▶

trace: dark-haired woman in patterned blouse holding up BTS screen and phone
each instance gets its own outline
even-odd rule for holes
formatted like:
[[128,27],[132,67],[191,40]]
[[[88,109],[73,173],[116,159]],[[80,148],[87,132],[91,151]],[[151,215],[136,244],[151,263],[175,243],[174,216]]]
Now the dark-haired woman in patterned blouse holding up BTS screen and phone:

◀
▶

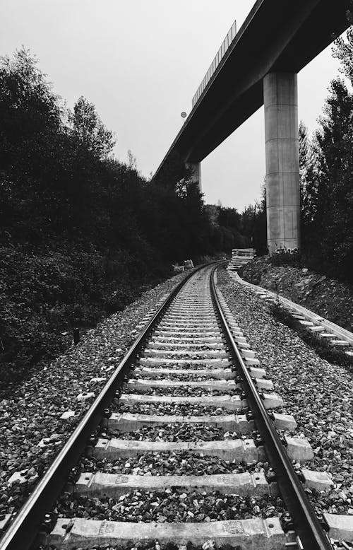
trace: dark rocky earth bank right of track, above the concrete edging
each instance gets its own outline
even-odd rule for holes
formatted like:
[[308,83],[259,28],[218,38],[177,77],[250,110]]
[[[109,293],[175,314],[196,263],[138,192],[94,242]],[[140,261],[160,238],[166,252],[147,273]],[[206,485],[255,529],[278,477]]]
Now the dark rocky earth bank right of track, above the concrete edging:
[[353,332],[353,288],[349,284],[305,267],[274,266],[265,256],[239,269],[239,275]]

◀

* YOUR ASSIGNMENT *
Within the records above, find every line holding the word "trace" and give the total as a bare number.

* WRITTEN SOLUTION *
2